● **Short task 1**
Pick out and copy every line of the records below that contains the word "neck".

● **Document passage**

======

It’s not a character sketch that would pass muster in any undergrad fiction workshop, but given what we know about Francesca, it’s actually pretty comprehensive. Who is Francesca? She is a magical, beautiful, pasta-making goddess who seems to exist fundamentally to make Dev feel something. She is, in short, the ultimate Euro pixie dream girl.

A brief apology: I know that we all agreed to retire the phrase “manic pixie dream girl” around 2013. Even the writer who coined it, Nathan Rabin, publicly disowned it, after overbroad use made it a critical cliché. But it’s the fact that it became such a cliché that makes its applicability here all the more startling. We’ve been through this all before, to the point of boredom! And yet, here we are again, somehow, watching a beautiful, whimsical love interest help our hero find the unexpected magic in his day-to-day life.

The only explanation I can come up with goes something like this: I like to think Ansari would be too savvy to write such a thinly sketched American female lead (Rachel, his love interest last season, certainly had more going on). But making the dream girl European — cloaking her in a set of regionally specific interests and an adorable accent — provides a cover. It becomes an easy way to prop up a charming character without actually providing any convincing inner depth.

======

● **Exercise inputs**
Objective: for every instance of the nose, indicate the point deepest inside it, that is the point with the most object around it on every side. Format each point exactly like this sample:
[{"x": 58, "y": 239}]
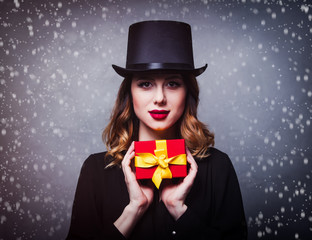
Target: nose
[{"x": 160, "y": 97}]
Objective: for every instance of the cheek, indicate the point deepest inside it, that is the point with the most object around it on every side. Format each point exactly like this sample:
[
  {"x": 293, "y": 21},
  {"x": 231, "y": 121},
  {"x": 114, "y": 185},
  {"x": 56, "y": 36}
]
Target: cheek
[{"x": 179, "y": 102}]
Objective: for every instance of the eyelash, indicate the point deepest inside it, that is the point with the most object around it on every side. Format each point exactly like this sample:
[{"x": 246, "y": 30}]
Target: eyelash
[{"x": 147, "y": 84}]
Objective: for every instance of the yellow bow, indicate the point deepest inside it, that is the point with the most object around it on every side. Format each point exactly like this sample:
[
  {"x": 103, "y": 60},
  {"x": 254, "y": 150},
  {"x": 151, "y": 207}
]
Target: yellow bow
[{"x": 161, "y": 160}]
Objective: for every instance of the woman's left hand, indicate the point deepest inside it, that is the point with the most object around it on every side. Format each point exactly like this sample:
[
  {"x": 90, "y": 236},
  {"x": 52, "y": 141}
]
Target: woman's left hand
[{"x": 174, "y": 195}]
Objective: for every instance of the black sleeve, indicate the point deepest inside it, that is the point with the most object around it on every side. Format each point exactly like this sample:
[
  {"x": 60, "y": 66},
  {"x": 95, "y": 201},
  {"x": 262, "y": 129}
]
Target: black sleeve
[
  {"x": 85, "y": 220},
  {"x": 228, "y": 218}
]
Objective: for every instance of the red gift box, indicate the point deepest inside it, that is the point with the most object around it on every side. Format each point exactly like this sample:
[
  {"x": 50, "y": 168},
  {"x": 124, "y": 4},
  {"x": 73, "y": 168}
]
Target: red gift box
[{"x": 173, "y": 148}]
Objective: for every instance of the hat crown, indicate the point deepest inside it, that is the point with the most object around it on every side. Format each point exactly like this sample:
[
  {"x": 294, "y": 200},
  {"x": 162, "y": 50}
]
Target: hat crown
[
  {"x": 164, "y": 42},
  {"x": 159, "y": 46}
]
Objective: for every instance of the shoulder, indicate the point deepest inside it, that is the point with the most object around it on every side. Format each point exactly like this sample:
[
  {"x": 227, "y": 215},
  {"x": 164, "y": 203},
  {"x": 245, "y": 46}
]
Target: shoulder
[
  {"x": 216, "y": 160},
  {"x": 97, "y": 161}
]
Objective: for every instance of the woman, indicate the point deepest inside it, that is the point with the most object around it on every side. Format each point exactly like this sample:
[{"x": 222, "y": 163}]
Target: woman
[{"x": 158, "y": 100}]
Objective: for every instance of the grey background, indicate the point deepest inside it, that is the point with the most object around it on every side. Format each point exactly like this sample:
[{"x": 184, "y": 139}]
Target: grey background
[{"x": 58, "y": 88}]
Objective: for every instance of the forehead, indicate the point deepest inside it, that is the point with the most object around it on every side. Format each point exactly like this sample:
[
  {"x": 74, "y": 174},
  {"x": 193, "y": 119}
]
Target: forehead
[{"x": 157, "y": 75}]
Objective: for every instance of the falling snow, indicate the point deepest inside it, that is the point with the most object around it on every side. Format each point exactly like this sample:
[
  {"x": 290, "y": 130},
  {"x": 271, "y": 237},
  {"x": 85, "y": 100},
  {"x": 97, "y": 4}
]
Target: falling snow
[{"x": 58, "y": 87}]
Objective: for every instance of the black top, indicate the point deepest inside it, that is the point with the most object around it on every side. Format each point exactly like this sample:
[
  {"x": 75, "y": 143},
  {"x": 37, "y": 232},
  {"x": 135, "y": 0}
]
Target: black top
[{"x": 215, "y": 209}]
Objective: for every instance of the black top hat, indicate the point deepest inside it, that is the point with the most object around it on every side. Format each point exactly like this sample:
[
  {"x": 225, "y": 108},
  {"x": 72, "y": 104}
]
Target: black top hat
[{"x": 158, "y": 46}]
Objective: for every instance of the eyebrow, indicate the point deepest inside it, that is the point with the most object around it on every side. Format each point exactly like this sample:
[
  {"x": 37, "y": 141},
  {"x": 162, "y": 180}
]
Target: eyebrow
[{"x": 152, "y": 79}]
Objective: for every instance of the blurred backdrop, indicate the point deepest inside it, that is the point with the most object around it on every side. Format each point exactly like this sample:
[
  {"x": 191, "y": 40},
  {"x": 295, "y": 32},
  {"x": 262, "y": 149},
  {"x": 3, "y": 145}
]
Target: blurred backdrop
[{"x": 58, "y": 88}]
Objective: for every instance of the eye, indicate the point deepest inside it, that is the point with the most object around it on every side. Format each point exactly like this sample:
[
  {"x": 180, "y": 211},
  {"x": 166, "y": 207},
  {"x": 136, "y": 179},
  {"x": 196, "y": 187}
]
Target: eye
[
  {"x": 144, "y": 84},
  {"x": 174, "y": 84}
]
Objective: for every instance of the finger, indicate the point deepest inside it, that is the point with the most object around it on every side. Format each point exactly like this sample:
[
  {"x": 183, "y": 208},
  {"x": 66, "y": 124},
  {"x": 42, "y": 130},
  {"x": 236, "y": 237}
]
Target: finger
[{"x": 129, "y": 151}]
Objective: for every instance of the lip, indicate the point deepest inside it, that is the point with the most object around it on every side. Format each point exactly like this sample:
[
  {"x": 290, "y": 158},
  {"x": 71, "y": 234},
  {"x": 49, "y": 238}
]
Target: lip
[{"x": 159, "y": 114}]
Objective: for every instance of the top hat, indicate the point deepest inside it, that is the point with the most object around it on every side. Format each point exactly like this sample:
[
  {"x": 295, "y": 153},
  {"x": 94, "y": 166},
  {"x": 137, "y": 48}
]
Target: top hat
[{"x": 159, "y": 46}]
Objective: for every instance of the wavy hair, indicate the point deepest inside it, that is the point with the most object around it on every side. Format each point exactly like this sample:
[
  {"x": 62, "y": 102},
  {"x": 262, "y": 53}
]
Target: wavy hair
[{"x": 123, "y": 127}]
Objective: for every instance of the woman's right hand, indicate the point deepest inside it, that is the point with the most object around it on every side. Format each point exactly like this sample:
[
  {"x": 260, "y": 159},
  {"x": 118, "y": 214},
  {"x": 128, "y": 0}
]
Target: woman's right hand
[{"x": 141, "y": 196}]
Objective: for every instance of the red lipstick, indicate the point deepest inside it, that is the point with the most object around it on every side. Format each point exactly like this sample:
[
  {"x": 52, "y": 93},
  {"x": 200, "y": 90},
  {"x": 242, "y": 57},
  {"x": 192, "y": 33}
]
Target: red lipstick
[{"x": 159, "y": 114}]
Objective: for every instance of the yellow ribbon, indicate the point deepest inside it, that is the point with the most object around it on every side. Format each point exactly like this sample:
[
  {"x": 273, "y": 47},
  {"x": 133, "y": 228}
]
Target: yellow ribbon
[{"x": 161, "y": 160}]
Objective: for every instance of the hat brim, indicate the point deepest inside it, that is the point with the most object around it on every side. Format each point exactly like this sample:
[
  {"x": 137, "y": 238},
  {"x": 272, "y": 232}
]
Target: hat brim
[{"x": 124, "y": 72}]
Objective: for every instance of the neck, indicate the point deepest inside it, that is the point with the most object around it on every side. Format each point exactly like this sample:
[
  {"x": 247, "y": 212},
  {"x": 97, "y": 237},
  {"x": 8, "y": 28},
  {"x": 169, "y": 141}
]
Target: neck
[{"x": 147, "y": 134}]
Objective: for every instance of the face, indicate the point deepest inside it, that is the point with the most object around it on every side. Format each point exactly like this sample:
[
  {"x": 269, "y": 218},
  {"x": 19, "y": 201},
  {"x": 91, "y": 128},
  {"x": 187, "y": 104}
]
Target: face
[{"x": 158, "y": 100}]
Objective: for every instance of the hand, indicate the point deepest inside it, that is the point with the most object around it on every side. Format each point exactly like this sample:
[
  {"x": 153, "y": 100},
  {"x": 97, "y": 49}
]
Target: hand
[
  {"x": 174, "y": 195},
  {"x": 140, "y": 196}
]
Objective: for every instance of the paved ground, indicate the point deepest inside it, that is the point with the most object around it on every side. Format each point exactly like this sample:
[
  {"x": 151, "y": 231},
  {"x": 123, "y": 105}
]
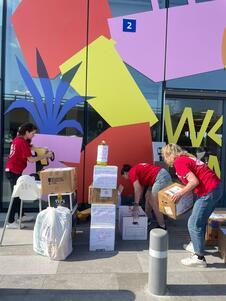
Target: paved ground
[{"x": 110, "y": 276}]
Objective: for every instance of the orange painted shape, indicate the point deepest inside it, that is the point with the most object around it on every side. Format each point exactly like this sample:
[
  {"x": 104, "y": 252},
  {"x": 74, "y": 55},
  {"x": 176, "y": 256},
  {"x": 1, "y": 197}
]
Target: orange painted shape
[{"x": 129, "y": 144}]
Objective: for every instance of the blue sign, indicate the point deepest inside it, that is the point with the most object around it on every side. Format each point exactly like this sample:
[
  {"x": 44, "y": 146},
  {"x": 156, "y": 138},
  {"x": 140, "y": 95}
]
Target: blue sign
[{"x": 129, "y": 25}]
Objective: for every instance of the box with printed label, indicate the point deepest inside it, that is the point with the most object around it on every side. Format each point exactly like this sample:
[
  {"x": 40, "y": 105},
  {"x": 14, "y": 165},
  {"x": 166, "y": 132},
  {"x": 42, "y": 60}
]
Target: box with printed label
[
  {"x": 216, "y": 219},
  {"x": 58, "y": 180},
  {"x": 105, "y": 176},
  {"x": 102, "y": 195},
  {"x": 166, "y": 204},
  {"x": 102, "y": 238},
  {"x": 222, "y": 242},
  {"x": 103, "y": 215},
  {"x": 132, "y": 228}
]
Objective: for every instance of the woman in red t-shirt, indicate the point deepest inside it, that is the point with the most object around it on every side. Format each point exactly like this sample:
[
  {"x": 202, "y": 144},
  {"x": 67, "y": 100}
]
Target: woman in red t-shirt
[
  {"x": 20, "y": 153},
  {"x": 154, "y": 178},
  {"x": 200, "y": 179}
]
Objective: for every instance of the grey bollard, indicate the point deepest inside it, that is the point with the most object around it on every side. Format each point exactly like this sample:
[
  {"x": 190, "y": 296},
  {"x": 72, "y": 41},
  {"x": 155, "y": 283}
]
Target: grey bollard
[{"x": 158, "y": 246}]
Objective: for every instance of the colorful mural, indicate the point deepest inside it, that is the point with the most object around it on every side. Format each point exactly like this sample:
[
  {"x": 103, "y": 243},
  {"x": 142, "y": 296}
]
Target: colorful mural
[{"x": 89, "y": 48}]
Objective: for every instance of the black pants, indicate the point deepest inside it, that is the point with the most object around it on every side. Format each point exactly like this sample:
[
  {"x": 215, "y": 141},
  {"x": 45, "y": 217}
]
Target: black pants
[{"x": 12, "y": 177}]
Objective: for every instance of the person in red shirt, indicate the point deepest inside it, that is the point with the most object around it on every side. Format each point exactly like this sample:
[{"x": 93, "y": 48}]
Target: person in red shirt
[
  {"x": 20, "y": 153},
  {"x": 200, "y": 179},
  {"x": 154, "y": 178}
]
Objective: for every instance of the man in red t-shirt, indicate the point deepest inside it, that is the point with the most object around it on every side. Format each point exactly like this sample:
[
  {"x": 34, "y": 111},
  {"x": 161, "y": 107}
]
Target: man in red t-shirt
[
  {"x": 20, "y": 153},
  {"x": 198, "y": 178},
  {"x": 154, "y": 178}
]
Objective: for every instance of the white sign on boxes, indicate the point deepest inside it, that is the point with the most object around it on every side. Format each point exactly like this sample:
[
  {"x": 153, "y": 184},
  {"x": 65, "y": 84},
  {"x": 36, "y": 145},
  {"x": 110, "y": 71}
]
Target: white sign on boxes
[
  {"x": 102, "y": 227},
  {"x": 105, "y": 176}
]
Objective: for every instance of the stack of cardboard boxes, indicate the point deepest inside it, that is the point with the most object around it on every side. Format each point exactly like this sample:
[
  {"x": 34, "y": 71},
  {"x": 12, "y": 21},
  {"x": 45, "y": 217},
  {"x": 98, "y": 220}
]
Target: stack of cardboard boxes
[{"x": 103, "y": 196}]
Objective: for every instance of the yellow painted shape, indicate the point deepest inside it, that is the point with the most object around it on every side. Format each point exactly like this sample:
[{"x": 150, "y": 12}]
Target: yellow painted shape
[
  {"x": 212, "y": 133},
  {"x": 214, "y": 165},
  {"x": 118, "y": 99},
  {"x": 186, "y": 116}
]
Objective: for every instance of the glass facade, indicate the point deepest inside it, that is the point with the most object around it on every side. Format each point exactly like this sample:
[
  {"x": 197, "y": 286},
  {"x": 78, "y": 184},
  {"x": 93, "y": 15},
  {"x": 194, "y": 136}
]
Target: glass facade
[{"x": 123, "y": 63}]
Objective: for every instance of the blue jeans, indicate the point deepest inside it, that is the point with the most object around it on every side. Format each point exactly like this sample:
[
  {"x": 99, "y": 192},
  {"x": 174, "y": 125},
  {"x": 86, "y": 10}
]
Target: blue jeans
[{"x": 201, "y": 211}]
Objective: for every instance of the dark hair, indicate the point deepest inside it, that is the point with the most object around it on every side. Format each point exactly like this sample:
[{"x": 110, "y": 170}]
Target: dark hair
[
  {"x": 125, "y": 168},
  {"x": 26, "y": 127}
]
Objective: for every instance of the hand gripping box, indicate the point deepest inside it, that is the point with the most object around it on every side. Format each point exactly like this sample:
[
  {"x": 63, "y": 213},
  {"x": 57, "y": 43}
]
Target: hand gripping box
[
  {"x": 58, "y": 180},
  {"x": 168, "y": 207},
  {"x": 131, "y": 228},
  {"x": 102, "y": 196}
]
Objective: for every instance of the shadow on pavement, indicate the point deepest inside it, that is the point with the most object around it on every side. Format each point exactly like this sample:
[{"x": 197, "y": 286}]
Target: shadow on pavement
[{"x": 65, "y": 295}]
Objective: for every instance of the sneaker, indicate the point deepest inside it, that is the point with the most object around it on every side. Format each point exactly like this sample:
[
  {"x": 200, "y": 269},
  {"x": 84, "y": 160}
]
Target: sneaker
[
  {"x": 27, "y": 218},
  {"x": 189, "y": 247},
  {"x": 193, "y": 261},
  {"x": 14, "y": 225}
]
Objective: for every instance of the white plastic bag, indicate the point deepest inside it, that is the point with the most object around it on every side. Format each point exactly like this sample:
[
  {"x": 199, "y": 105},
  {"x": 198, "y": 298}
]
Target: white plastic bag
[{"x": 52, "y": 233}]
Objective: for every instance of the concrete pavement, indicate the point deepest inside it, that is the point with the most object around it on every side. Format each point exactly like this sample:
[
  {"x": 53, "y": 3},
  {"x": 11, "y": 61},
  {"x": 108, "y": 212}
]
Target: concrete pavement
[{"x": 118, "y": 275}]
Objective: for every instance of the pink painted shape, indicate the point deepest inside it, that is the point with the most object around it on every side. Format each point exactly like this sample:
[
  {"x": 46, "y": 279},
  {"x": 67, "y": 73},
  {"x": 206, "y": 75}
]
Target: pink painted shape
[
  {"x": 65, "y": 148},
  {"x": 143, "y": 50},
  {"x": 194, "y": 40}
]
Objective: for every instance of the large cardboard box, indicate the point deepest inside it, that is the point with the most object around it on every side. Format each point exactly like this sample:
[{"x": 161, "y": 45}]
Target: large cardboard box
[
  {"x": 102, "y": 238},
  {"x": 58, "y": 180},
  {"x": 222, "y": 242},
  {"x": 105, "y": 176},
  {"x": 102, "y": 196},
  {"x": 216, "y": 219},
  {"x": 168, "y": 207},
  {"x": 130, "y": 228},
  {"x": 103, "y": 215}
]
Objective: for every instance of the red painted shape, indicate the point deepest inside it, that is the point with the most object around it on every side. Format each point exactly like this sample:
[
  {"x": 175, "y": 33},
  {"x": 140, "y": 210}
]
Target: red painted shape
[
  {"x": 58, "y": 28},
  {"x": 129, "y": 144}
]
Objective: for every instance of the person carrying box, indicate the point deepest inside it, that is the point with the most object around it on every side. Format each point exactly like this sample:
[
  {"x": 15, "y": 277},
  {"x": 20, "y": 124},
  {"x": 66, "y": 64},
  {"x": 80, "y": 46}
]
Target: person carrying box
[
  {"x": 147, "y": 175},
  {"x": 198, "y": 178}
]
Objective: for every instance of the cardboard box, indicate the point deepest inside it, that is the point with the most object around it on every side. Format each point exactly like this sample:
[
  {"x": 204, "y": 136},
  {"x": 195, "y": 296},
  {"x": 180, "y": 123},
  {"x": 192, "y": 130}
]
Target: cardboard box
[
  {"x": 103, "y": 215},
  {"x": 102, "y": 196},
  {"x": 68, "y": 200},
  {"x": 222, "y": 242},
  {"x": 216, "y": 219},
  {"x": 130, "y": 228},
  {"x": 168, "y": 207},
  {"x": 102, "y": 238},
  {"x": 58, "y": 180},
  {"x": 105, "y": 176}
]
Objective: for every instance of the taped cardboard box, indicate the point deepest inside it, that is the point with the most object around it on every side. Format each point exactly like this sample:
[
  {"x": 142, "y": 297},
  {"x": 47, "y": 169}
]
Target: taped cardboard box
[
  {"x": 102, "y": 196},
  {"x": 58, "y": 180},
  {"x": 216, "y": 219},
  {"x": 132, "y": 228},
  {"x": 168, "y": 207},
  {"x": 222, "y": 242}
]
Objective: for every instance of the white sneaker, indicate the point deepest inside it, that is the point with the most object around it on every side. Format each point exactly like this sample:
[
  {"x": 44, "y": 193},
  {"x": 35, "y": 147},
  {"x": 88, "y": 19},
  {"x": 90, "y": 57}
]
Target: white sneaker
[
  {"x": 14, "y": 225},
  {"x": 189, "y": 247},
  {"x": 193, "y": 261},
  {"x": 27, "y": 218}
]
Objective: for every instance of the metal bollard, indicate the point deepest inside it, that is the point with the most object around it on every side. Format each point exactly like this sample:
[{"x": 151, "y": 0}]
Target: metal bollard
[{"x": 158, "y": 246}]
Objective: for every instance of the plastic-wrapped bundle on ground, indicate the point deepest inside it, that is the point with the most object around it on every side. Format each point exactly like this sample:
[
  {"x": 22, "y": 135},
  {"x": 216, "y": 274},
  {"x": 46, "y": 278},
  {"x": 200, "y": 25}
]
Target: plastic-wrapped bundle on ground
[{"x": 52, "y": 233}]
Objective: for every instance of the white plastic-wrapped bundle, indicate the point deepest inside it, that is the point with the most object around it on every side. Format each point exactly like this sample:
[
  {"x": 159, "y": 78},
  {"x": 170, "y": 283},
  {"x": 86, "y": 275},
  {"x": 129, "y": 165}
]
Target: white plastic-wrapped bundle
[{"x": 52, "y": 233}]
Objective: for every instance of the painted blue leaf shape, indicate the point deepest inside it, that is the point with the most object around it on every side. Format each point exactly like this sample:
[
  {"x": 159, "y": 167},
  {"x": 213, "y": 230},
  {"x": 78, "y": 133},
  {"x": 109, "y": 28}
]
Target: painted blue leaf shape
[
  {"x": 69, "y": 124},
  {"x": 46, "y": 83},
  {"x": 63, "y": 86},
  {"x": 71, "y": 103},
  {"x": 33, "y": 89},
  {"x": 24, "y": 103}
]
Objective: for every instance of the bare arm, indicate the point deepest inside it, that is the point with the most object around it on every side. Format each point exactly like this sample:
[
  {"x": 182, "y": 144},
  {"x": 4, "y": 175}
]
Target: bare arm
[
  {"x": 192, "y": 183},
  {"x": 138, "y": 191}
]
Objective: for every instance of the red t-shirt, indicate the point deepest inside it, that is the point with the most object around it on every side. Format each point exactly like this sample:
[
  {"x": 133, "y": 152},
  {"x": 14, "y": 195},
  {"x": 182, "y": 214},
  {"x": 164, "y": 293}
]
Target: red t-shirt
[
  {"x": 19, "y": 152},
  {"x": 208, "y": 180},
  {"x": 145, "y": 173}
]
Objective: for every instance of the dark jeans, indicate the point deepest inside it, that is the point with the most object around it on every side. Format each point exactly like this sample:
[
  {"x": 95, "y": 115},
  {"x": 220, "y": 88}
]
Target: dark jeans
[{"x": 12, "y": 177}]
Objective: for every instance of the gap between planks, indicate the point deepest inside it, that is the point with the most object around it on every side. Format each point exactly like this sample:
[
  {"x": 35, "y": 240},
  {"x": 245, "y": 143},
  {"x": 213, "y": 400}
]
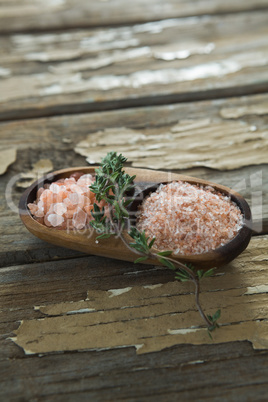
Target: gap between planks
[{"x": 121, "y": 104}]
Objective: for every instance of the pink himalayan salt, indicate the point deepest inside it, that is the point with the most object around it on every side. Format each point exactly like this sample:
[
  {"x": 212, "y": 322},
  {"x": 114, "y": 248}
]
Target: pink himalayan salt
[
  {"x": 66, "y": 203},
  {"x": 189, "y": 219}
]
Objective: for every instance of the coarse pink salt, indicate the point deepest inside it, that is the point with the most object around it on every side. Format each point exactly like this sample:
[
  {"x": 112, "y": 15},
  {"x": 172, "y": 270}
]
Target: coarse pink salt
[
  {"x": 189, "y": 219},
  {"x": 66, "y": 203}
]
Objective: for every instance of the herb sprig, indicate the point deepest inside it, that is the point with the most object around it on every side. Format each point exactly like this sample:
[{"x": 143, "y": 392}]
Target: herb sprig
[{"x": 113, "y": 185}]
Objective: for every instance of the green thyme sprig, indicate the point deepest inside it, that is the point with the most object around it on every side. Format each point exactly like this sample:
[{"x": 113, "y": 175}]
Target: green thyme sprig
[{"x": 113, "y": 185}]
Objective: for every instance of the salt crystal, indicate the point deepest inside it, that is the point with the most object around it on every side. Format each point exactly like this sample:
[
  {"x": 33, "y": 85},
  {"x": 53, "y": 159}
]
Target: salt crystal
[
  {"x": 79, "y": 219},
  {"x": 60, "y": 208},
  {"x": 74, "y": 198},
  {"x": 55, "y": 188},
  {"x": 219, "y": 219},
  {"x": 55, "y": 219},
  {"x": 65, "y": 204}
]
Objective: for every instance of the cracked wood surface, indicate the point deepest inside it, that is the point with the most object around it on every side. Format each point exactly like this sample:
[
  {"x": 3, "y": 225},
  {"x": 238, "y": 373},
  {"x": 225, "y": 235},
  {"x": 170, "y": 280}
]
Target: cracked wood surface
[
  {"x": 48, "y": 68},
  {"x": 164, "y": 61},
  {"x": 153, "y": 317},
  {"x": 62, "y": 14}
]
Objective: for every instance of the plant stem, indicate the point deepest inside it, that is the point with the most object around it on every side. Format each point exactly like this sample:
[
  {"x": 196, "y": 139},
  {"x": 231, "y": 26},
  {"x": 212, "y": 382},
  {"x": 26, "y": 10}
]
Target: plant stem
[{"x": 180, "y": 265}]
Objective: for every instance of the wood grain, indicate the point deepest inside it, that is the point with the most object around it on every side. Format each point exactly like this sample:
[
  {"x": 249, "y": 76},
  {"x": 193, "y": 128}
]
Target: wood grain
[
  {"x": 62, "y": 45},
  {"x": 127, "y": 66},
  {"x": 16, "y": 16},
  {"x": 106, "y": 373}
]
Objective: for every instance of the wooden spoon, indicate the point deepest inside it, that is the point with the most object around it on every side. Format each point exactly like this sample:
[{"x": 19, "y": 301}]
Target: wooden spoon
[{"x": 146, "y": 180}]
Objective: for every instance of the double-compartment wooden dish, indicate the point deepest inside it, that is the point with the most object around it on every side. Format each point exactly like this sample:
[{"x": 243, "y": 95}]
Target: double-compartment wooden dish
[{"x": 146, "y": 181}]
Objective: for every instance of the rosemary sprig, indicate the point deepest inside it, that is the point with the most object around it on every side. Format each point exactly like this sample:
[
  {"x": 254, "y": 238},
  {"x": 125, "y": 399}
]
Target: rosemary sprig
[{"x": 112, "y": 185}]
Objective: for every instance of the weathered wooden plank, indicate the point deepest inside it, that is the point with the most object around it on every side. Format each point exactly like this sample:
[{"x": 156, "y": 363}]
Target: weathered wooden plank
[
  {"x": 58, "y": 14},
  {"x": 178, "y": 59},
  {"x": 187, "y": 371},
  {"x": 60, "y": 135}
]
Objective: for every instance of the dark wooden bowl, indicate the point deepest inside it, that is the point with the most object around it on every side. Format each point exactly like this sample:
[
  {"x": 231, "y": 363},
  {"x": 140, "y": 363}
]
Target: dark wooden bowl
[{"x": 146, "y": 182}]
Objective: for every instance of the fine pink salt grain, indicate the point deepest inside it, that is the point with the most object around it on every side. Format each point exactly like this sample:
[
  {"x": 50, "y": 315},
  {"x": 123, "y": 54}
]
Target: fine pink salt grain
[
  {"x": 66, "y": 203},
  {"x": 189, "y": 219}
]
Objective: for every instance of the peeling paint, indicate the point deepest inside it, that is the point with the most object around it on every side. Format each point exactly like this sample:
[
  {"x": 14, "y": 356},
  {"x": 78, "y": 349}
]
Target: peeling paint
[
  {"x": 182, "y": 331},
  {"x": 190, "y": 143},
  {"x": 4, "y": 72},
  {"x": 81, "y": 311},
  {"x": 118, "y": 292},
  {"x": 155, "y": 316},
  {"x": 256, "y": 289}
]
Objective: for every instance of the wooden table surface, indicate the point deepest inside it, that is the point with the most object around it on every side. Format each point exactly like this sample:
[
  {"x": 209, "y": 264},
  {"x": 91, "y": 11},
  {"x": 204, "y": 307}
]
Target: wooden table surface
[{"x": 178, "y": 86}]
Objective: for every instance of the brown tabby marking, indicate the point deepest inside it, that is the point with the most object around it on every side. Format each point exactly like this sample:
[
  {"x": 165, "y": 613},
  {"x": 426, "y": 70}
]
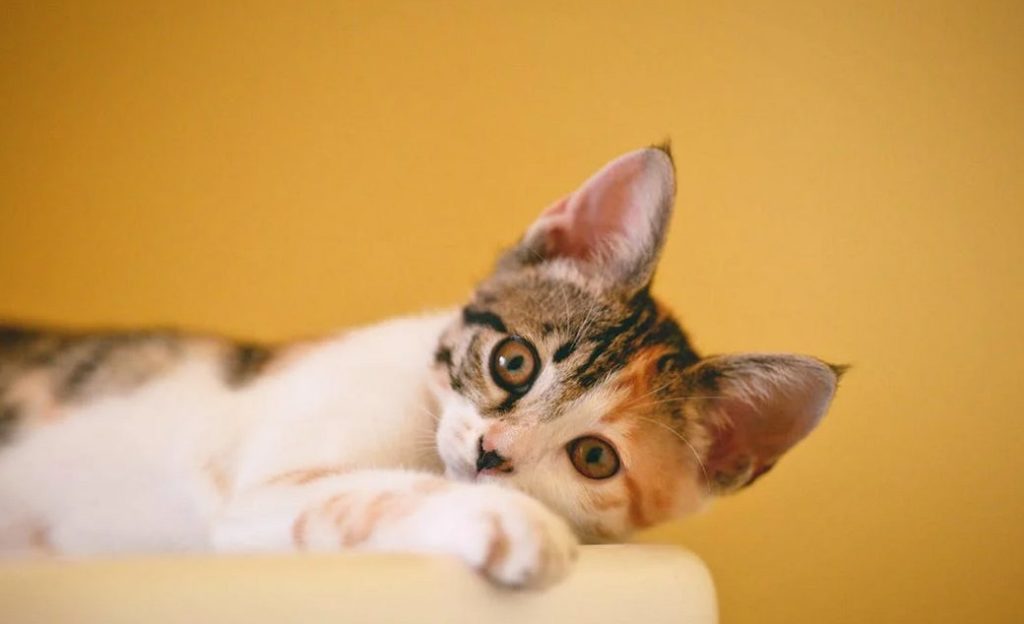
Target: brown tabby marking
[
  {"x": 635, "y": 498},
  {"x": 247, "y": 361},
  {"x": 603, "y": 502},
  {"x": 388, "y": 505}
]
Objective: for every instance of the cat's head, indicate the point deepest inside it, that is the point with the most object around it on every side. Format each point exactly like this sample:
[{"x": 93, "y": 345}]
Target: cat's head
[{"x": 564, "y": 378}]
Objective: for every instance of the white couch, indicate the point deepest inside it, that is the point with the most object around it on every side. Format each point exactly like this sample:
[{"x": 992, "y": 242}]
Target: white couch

======

● **Short task 2**
List every personal name, whether of a real person or a character, that appears in the passage about Francesca above.

● **Problem solution 1**
Objective: for every instance of the neck, indicate the point deepest inside it, that is the point with the most object around it on every side. Format each point exactly like this sample:
Target: neck

● **Problem solution 2**
Francesca, Dev, Nathan Rabin, Ansari, Rachel